▶ **What you will do**
Arrange every line of the entries below as a Markdown table with the columns Row and Line, numbering each row and skipping blank lines. Leave the pictures out of the table.

▶ **Input records**

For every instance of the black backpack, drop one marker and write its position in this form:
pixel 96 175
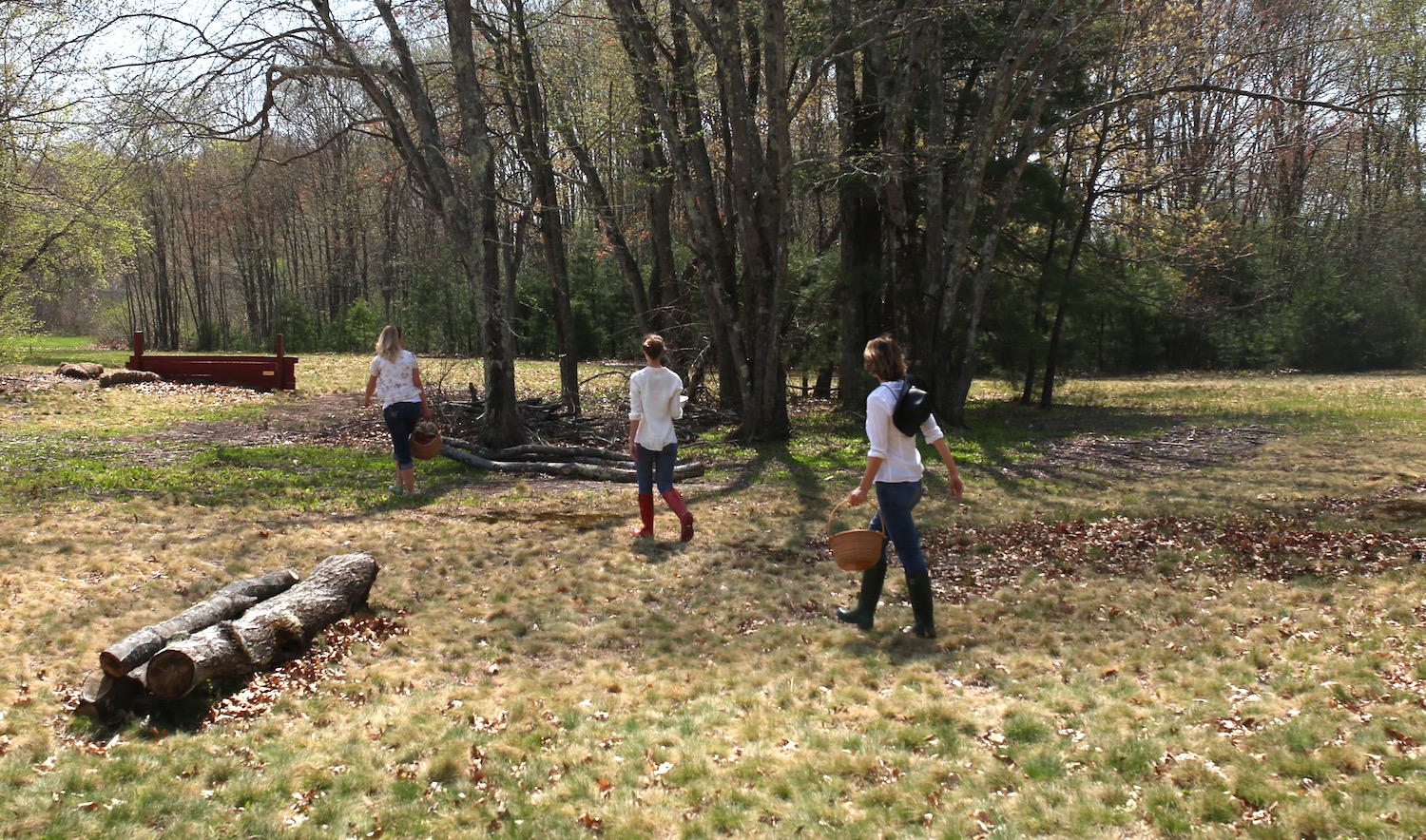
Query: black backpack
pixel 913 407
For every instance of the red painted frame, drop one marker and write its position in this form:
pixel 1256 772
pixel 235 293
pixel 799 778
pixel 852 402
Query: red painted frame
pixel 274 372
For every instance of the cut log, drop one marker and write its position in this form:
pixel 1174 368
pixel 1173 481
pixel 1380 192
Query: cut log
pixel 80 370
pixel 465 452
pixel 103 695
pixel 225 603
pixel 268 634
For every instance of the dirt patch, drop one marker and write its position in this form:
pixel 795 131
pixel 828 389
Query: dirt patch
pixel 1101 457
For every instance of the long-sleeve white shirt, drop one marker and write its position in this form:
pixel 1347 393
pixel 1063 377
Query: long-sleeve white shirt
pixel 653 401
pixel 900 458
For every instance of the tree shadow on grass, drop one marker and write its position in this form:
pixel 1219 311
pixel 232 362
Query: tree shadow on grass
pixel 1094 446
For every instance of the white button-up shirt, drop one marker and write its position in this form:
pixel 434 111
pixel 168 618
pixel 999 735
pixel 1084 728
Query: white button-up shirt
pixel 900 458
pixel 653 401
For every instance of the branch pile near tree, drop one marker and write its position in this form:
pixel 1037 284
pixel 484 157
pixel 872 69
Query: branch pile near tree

▶ **Answer for the task**
| Row | Line |
|---|---|
| 1 | For every instance of the black backpack, drop one marker and write its position in this form: |
| 2 | pixel 96 175 |
| 3 | Query: black backpack |
| 4 | pixel 913 407 |
| 5 | For every instance of the red painted frame, drop one marker and write its position in this form: |
| 6 | pixel 1256 772 |
| 7 | pixel 235 293 |
| 8 | pixel 799 778 |
| 9 | pixel 852 402 |
| 10 | Query: red painted frame |
| 11 | pixel 274 372 |
| 12 | For every instance of the cut log, drop one marker and write its position in this form: |
| 13 | pixel 1174 368 |
| 14 | pixel 1173 481 |
| 15 | pixel 1380 192 |
| 16 | Query: cut log |
| 17 | pixel 80 370 |
| 18 | pixel 465 452 |
| 19 | pixel 103 695 |
| 20 | pixel 225 603 |
| 21 | pixel 268 634 |
| 22 | For every instance of the dirt patch, drop one marker and write its position in this form: |
| 23 | pixel 795 131 |
| 24 | pixel 828 389 |
| 25 | Query: dirt patch |
| 26 | pixel 1101 457 |
| 27 | For every instance of the long-sleeve white shirt, drop one marker and write its position in this form: |
| 28 | pixel 1347 393 |
| 29 | pixel 1063 377 |
| 30 | Query: long-sleeve white shirt |
| 31 | pixel 653 401 |
| 32 | pixel 900 458 |
| 33 | For every instance of the tree shadow on grass, drop one marker and write its position in this form: |
| 34 | pixel 1219 311 |
| 35 | pixel 232 362 |
| 36 | Query: tree shadow on grass |
| 37 | pixel 1094 446 |
| 38 | For every instance of the white button-up shirt, drop one marker and write its position in this form: |
| 39 | pixel 434 111 |
| 40 | pixel 168 618 |
| 41 | pixel 999 735 |
| 42 | pixel 1084 728 |
| 43 | Query: white button-up shirt |
| 44 | pixel 900 458 |
| 45 | pixel 653 401 |
| 46 | For every instance of the branch pile near tree, drop one marker and write its position in this form: |
| 47 | pixel 1037 284 |
| 48 | pixel 484 157 |
| 49 | pixel 872 69 |
| 50 | Query: branch pile near tree |